-- START DATA SECTION --

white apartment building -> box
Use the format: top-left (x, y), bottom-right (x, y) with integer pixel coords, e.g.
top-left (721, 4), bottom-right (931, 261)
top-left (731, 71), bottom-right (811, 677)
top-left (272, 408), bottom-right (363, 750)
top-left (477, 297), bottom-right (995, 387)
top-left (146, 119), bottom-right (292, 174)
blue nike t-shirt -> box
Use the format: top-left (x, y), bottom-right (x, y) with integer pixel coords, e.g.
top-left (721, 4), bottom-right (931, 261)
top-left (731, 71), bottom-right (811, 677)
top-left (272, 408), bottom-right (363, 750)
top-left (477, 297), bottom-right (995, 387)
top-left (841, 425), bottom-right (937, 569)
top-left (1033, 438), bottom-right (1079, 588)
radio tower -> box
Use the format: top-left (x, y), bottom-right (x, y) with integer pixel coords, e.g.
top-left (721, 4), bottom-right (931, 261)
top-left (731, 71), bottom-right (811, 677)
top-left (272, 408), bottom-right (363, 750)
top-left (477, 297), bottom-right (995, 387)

-- END DATA SECTION --

-- WHAT TO WORK ON --
Render every line of the records above as a Markdown table with two columns, Row and Line. Number the rows in order and omit blank lines.

-- SOLUTION TO THIS EXERCISE --
| Row | Line |
|---|---|
| 1 | white apartment building -> box |
| 2 | Use the format: top-left (x, y), bottom-right (x, y) with integer pixel coords, e.g. |
| 3 | top-left (721, 4), bottom-right (931, 261) |
| 4 | top-left (731, 71), bottom-right (811, 677) |
| 5 | top-left (272, 408), bottom-right (363, 750) |
| 6 | top-left (477, 297), bottom-right (995, 387) |
| 7 | top-left (146, 119), bottom-right (292, 174) |
| 8 | blue nike t-shirt -> box |
| 9 | Use the format: top-left (x, y), bottom-right (x, y) with integer pixel coords, e.g. |
| 10 | top-left (721, 4), bottom-right (931, 261) |
| 11 | top-left (731, 71), bottom-right (811, 677) |
| 12 | top-left (272, 408), bottom-right (363, 750) |
| 13 | top-left (477, 297), bottom-right (995, 387) |
| 14 | top-left (841, 425), bottom-right (937, 569) |
| 15 | top-left (1033, 438), bottom-right (1079, 588) |
| 16 | radio tower -> box |
| 17 | Use the format: top-left (x, y), bottom-right (x, y) with integer pixel coords, e.g. |
| 18 | top-left (721, 4), bottom-right (931, 261) |
| 19 | top-left (731, 71), bottom-right (811, 677) |
| 20 | top-left (272, 408), bottom-right (363, 750) |
| 21 | top-left (477, 297), bottom-right (995, 387) |